=== Bereitgestellter Auszug ===

Löschteich – Zustand nach Auflösung des Lagers, Herbst 1945
Die Baracken des Lagers
Um fünf Uhr morgens war Wecken: Mit Tritten und Schlägen wurden die Männer aus den Baracken getrieben. Beim Morgenappell wurden Außenkommandos zusammengestellt, die das Lager verließen, um in der Stadt Zwangsarbeit zu leisten. Morgens gab es eine Scheibe Brot, manchmal mit etwas Margarine oder verdünnter Marmelade, mittags eine Suppe, die aus warmem Wasser und einigen Kohlblättern oder Gras (!) bestand, abends nochmals eine Scheibe Brot oder Reste der Mittagssuppe. Es gab Folterexzesse, und zum Symbol für die Qualen und Demütigungen, die die Gefangenen im »Erweiterten Polizeigefängnis« Neue Bremm erlitten, wurde der Löschwasserteich im Zentrum des ehemaligen Männerlagers. Die Aufseher hatten dieses künstliche Wasserreservoir bald zum rituellen Mittelpunkt von täglicher Misshandlung, systematischer Folter und gezielten Mordens umfunktioniert.
Bernard Cognet, vom 21. März bis 10. April 1944 Gefangener im Lager Neue Bremm, schildert dies so:
»Den ganzen Tag über, vom Morgengrauen bis zur Nacht, wurden wir genötigt, Leibesübungen durchzuführen, bis einer von uns vor Erschöpfung starb. Wir mussten im Laufschritt ein Becken umrunden, dann auf allen Vieren … dann kriechen … schließlich im Entengang …. unter ständigen Schlägen. Und sollte keiner von uns den Aufsehern zum Gefallen diesem wahnsinnigen Rhythmus erliegen, dann wurde einer willkürlich ausgewählt und im Becken ertränkt…«.
Der ehemalige Häftling und Zwangsarbeiter Vasyl Volodko, der im Jahr 2002 im Alter von 78 Jahren das ehemalige Lager besuchte, konnte sich beim Betreten des Geländes weder an die Gaststätte auf der anderen Straßenseite noch an die Existenz eines Frauenlagers erinnern. Als er jedoch vor dem Löschteich ankam, nahm er dort eine gehockte Stellung ein und demonstrierte die Art der im Lager üblich gewesenen Folter.

===

## Arbeitsanweisungen
(A) Erläutern Sie anhand des Textes über das Lager Neue Bremm, wozu die beim Morgenappell zusammengestellten Außenkommandos das Lager verließen.
(B) Führen Sie den Text über das Lager Neue Bremm im Anschluss an seinen letzten Satz weiter.

=== Vorliegendes Material ===

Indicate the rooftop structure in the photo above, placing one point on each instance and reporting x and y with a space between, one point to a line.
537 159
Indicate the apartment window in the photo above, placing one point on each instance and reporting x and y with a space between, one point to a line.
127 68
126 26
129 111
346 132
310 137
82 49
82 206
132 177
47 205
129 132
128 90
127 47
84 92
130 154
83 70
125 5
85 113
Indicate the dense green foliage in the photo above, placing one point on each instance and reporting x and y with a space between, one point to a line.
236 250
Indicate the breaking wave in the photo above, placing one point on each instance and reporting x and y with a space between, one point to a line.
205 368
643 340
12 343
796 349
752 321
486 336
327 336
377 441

===
=== Vorliegendes Material ===

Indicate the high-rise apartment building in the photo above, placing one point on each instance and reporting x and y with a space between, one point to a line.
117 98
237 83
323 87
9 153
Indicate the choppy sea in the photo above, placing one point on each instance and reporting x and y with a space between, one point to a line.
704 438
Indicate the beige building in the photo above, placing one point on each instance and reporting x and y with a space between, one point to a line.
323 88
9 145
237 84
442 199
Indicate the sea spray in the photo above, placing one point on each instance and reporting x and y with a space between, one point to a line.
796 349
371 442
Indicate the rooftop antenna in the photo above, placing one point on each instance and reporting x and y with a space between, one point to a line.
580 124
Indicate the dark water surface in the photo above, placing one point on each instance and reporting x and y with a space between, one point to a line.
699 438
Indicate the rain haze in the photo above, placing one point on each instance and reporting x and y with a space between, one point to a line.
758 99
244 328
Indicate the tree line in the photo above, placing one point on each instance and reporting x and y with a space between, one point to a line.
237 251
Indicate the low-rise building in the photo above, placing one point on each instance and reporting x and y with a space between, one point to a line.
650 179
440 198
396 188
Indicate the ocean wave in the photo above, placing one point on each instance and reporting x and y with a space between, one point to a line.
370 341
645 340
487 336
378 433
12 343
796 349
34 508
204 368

===

## Antworten im Einzelnen
(A) Die beim Morgenappell zusammengestellten Außenkommandos verließen das Lager, um in der Stadt Zwangsarbeit zu leisten.

(B)
Später sagte er:
»Alle Gefangenen werden für immer das Löschwasserbecken im Lager, das Froschhüpfen um das Becken in Erinnerung behalten.«
Vor Erschöpfung Zusammengebrochene wurden bis zur Bewusstlosigkeit mit Gummischläuchen, Peitschen oder Holzknüppeln traktiert und oft dann in den Löschteich geworfen. Kamen sie durch den Schock des kalten Wassers wieder zur Besinnung, so wurde ihr Kopf mit dafür bereitliegenden Holzstangen immer wieder unter Wasser gedrückt. Wer diese Torturen überlebte, wurde in die so genannte »Krankenbaracke« gebracht. Medizinische Versorgung oder Pflege wurde hier jedoch nicht geleistet – der als Lagerarzt fungierende Mediziner betrat zumeist das Revier, um lediglich Totenscheine auszustellen; nach den Erinnerungen vieler Häftlinge verließ kaum jemand diese Krankenstation lebend. Im Rastatter Prozess gab es mehrere Zeugenaussagen, die auch Tötungen von Kranken und Sterbenden durch Giftinjektionen beobachtet haben wollten. »Allgemeine Schwäche« oder »Herzstillstand« wurde dann vom Lagerarzt als Todesursache attestiert.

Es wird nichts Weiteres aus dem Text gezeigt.